_Soal Latihan 1_:
Tolong jawab pertanyaan berikut berdasarkan kutipan teks.
(a) Apa warna tas punggung yang tersandang di bahu anak lelaki itu?
(b) Apa bentuk hasil origami yang ditunjukkan bocah itu?
(c) Apa yang dikibaskan ibunya untuk menghalau panas?

0 Anugerah TERINDAH

Sebuah kisah yang membuat aku bersyukur betapa sebuah anugerah yang sangat indah telah aku dapatkan dengan kedua buah hatiku...yang selama ini telah menemaniku...sering kali aku tidak sabar dan lupa bahwa mereka adalah sebuah amanat yang sangat besar bagi aku dan suami aku...

Hikmah ini aku dapatkan setelah aku mendengar seorang sahabatku bercerita tentang kisahnya dengan sebuah " ANUGERAH " yang di titipkan Allah kepadanya....Dan Allhamdulillah hari ini baru aku bisa membagikan untuk sahabat - sahabatku semua semoga bermanfaat...

Kisah ini..aku tulis dari sudut pandang aku sebagai seorang sahabatku itu yaaa...

Ini Kisah nya...


Anak lelaki itu berumur lima atau enam tahun.
Ia mengenakan kemeja putih dan pullover kotak-kotak hijau dengan logo taman kanak-kanak di dada kiri.
Di bahunya tersandang tas punggung merah dan di dadanya
tersilang tali botol minuman. Ia kelihatan lucu dan manis.

Begitu naik ke dalam angkot, bocah itu menunjukkan hasil origaminya
pada wanita yang mungkin ibunya.
Seekor burung yang sedikit kusut dan penyok.
Ia juga menyanyikan lagu baru yang diajari gurunya hari itu.

Lihat ibu keretaku yang baru
cukup besar untuk ayah dan ibu
roda tiga buatanku sendiri
dari kulit buah jeruk bali..."


Aku tersenyum geli mendengar suaranya yang agak sumbang tapi penuh
semangat.
Bocah itu balas tersenyum padaku, kemudian kembali asyik
memberondong ibunya dengan berbagai cerita.
Mulutnya tak henti mengunyah donat yang barangkali dibelikan ibunya di depan sekolah.
Ibunya menyahut sesekali dengan anggukan atau gumaman setengah tak
peduli, sementara tangannya mengibaskan lukisan krayon anaknya untuk menghalau panas.

Aku tidak menyalahkannya. Cuaca siang itu memang panas dan kemacetan
jalan membuat udara pengap.

_Soal Latihan 2_: Pilih semua baris yang memuat kata "chopped", lalu salin baris-baris itu.

_Data Ekstraksi_:
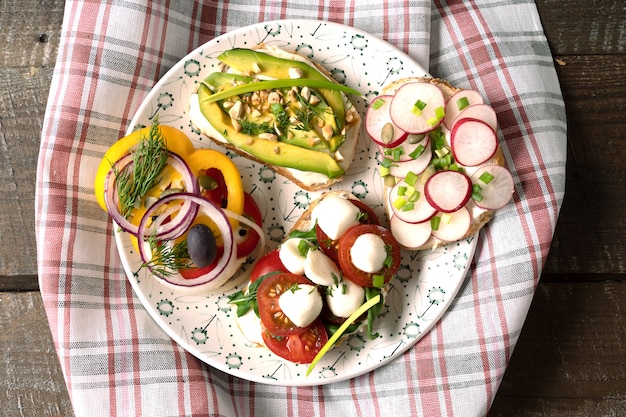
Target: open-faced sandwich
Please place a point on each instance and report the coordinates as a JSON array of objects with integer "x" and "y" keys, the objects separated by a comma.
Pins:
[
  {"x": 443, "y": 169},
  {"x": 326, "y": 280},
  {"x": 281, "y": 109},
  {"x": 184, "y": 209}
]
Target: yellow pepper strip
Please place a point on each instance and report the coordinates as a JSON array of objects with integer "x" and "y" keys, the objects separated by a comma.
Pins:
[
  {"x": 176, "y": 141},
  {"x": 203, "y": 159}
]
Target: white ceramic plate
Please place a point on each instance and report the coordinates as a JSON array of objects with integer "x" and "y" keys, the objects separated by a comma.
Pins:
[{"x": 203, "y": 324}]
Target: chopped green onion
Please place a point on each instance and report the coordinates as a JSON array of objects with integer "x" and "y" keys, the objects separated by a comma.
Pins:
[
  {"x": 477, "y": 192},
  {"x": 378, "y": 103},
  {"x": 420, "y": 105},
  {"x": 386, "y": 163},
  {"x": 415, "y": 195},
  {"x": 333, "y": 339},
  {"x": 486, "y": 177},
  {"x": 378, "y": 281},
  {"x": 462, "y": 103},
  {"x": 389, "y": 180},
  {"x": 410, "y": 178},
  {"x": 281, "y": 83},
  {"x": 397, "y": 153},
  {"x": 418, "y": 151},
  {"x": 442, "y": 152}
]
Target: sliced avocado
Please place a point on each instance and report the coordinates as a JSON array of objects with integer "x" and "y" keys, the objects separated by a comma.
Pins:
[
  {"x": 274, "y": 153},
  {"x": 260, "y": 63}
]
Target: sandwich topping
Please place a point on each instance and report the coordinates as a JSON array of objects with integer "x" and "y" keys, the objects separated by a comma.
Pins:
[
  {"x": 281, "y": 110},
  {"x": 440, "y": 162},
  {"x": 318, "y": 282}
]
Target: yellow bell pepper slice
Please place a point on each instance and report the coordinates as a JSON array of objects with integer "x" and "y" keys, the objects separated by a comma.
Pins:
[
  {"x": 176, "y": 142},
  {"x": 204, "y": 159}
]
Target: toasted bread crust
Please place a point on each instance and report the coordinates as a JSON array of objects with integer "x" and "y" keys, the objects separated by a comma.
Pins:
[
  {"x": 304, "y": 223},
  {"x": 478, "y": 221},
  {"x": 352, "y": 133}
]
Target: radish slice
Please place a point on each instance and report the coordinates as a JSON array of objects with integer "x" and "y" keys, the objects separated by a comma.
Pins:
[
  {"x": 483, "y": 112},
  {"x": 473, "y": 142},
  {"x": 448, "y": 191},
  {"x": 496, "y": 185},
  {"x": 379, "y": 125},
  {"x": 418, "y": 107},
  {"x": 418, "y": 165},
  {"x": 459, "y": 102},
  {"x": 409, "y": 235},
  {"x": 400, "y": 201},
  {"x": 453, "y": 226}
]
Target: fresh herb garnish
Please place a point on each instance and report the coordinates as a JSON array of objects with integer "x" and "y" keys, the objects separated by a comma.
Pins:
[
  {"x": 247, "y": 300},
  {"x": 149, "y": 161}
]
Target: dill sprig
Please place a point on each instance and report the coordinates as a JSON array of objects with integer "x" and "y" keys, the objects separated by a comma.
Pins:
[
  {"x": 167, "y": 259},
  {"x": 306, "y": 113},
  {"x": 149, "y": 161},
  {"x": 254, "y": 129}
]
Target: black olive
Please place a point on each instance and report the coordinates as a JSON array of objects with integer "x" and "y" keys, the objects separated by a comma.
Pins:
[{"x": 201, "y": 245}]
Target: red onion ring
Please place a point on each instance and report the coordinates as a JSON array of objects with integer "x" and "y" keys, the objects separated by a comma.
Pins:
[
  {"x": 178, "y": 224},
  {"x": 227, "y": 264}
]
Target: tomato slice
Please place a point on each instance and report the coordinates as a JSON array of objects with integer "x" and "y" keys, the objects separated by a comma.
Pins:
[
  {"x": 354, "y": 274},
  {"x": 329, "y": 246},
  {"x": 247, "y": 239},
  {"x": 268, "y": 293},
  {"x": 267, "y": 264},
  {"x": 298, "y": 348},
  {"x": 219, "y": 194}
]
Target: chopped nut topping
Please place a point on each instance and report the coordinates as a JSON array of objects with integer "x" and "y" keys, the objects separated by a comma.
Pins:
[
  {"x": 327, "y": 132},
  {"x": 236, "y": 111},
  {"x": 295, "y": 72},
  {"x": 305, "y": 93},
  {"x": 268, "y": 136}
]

_Jawaban 1_:
(a) Merah.
(b) Seekor burung yang sedikit kusut dan penyok.
(c) Lukisan krayon anaknya.

_Jawaban 2_:
Target: chopped green onion
Target: chopped nut topping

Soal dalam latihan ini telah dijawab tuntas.